• Consigne:
Répondez aux questions suivantes à partir de la présentation du roman « Les Méditerranéennes » :
(a) Quand et où se déroule le dîner de Hanouka ?
(b) Combien de branches compte le vieux chandelier ?
(c) À quelle date et dans quelle ville Mamie Baya est-elle née ?

• Bloc de texte:
Décembre 2017, banlieue de Lyon. Samuel retrouve sa famille maternelle le temps d’un dîner de Hanouka haut en tohu-bohu et récits bariolés de leur Algérie, de la prise de Constantine en 1837 à l’exode de 1962.
"Les Méditerranéennes" d'Emmanuel Ruben

’C’est l’image de la tante Déborah se levant sans cesse pour rallumer, au milieu des rires et des larmes, dans le tohu-bohu des blagues juives et des engueulades familiales, la dernière bougie de Hanouka qui symbolise la présence divine et compte autant de branches que la « smalah ».

C’était un vieux chandelier à neuf branches de facture assez classique, un vieux chandelier comme on en voit dans toutes les familles juives, un de ces objets sans âge, transmis de père en fils, de mère en fille, et qui pouvait tout aussi bien provenir de fouilles archéologiques et donc de la plus haute antiquité que de la sombre échoppe d’un artisan juif de Constantine. ‘’

Dans « Les Méditerranéennes », ce roman dédié à sa famille maternelle, Emmanuel Ruben remonte le cours de l’histoire vers “cette Jérusalem africaine nommée Constantine, la ville aux sept ponts suspendus ”, où prend racine son ascendance juive berbère.

Les lumières de Hanouka illuminent le récit porté par les légendes du chandelier à neuf branches transmis de génération en génération comme leur plus précieux trésor.

Samuel Vidouble, alter ego de l’auteur, restitue les voix de toutes les femmes juives de la famille, ces Méditerranéennes “ qui portaient le monde sur leurs épaules et le pays dans leur ventre ”.

Elles se prénomment Baya-Reine, Déborah, Rose, Myriam, Raphaëlle, Elisabeth, Rebecca et Solange, chacune allume l’une des bougies de la fête et porte son histoire.

Mais celle de Mamie Baya, la grand-mère de Samuel, figure centrale de la tribu, est la plus attachante.

Née le 4 août 1914, à Constantine, à la veille du conflit mondial qui la privera de son père pendant ses premières années, l’enfant porte le prénom de Baya,ou  grande dame distinguée en langue arabe et celui de Reine, pour faire français.

[Données d'annotation de coordonnées]
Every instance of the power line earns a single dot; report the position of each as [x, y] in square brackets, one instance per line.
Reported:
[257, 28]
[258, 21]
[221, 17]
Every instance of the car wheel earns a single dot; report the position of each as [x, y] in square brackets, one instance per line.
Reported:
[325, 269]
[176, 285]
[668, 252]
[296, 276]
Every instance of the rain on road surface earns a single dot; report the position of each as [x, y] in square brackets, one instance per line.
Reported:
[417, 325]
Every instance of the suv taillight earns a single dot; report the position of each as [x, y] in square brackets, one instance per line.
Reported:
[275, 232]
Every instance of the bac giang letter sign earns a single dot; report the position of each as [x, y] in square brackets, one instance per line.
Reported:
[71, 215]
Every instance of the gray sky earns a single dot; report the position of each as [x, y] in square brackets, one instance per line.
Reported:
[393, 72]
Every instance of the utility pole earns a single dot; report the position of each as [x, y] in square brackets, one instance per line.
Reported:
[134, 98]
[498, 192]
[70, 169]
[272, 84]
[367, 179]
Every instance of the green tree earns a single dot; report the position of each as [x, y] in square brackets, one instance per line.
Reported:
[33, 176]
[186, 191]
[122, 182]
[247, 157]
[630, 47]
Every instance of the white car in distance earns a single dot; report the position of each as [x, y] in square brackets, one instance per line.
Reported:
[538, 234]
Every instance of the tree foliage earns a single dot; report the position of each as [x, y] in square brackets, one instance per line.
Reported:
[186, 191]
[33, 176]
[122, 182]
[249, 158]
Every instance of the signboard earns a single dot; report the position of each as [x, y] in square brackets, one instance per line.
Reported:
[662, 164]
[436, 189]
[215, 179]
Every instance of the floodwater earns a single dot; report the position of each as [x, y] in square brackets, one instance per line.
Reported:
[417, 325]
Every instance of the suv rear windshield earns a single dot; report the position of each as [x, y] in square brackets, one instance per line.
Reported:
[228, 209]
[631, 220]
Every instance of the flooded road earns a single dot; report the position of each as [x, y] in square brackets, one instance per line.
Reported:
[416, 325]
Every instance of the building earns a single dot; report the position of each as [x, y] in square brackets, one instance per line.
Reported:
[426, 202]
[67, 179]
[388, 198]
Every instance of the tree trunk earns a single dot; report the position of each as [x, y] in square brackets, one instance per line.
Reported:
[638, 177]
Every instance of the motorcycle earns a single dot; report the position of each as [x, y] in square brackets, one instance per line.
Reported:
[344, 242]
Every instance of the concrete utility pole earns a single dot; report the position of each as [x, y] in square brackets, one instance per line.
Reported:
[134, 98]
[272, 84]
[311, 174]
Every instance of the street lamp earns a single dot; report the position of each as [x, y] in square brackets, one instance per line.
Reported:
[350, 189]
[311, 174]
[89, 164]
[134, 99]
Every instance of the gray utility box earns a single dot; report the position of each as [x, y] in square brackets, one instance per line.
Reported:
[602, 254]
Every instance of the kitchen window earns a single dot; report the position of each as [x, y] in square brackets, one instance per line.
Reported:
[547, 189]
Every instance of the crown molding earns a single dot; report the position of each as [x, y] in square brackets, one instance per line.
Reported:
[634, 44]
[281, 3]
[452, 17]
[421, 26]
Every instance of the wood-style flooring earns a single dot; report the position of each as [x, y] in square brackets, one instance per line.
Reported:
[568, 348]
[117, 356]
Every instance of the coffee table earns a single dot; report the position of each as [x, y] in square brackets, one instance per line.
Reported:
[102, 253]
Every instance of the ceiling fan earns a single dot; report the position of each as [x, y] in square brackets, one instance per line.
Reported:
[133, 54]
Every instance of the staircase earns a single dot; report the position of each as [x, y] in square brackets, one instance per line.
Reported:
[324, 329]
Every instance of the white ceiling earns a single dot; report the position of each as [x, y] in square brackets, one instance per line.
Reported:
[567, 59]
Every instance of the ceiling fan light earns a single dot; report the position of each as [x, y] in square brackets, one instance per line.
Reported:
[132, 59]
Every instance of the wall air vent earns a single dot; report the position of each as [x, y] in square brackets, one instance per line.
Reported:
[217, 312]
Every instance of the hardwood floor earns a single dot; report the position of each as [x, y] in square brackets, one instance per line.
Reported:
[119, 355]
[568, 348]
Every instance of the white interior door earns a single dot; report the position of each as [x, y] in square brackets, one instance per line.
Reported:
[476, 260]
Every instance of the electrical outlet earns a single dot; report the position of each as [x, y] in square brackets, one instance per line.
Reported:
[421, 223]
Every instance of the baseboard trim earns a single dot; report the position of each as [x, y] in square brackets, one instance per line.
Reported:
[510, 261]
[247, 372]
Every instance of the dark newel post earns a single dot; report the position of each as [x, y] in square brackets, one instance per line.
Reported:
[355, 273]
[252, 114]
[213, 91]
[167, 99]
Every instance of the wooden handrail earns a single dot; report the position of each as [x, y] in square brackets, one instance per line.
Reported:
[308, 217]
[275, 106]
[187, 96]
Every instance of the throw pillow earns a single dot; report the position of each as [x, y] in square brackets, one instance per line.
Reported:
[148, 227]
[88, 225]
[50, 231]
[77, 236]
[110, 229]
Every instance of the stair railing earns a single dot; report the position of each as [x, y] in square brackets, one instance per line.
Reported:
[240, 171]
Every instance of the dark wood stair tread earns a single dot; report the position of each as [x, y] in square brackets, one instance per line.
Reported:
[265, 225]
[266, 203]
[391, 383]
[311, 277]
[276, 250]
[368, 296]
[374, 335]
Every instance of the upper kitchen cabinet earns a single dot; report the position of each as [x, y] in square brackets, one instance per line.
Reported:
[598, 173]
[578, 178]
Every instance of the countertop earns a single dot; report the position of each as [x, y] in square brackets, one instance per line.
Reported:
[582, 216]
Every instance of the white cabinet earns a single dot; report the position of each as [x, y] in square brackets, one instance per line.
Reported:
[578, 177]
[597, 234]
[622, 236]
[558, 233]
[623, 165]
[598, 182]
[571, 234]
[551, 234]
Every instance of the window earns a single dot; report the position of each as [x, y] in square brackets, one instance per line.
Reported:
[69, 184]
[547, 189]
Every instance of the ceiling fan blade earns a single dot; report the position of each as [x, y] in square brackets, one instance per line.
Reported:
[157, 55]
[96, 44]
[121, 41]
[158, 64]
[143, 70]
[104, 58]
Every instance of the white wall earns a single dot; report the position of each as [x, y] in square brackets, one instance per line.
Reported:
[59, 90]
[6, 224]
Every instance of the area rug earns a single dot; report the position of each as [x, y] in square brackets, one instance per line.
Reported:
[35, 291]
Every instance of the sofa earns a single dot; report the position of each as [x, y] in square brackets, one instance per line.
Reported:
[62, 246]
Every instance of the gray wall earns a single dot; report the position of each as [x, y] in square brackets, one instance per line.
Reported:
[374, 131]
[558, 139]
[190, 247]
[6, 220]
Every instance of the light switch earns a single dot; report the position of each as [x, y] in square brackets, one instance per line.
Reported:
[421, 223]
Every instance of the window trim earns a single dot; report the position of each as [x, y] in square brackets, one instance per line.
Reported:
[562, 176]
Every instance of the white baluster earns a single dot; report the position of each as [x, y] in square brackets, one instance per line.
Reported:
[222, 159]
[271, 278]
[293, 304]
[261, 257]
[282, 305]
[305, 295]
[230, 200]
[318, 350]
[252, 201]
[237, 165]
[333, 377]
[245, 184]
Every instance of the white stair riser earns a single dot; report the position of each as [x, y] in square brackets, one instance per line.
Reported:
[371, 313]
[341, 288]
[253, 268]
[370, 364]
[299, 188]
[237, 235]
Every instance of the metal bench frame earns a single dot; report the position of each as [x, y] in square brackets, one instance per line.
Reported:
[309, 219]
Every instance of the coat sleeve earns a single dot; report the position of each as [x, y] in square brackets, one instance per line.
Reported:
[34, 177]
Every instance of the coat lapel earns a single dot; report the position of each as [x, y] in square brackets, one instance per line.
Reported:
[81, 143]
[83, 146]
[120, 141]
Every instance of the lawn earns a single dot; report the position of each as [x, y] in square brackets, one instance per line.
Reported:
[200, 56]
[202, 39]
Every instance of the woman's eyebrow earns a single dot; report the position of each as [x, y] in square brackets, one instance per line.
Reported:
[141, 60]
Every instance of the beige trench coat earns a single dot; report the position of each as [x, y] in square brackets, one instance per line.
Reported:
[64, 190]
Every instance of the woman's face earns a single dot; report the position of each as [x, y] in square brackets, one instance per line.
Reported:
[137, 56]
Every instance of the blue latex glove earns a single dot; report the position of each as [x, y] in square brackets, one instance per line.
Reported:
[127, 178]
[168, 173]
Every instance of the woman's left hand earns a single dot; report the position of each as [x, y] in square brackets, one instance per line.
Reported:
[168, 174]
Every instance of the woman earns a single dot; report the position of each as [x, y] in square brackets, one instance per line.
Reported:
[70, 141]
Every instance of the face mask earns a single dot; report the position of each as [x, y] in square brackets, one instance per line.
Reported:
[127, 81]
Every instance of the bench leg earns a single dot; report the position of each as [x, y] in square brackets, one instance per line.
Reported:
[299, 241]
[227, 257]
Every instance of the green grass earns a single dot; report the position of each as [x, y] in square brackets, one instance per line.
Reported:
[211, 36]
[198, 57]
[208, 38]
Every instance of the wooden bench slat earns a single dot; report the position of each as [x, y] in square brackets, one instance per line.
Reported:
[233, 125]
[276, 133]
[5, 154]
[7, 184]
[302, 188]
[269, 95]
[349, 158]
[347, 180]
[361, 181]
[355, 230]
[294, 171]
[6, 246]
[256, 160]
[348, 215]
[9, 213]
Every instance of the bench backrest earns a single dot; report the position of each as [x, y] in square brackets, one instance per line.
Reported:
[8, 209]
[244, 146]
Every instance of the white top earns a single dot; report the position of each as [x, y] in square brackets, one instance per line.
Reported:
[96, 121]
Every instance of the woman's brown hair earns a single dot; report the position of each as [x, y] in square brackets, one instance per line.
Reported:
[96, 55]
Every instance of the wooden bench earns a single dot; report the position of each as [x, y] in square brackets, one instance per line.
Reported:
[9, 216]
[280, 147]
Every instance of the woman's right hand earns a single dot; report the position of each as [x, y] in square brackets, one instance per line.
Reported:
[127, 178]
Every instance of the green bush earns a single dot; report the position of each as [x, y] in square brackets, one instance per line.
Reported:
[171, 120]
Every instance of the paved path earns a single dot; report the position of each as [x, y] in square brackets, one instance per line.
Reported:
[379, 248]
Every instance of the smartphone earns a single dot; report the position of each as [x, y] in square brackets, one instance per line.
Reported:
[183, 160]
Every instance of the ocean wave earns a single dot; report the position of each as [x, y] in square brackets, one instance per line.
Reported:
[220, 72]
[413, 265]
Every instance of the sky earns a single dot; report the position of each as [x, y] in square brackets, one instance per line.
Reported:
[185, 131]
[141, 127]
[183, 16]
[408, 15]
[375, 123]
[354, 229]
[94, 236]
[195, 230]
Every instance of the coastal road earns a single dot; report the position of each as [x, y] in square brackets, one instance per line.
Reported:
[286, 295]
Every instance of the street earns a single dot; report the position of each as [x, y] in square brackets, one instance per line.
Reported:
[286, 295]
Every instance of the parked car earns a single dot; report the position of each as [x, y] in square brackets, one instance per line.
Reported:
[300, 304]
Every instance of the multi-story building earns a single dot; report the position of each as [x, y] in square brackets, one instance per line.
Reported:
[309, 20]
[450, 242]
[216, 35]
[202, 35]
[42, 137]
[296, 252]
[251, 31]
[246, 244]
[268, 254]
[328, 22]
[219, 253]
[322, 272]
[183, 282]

• Réponse:
(a) Le dîner se déroule en décembre 2017, dans la banlieue de Lyon.
(b) Le chandelier compte neuf branches.
(c) Mamie Baya est née le 4 août 1914, à Constantine.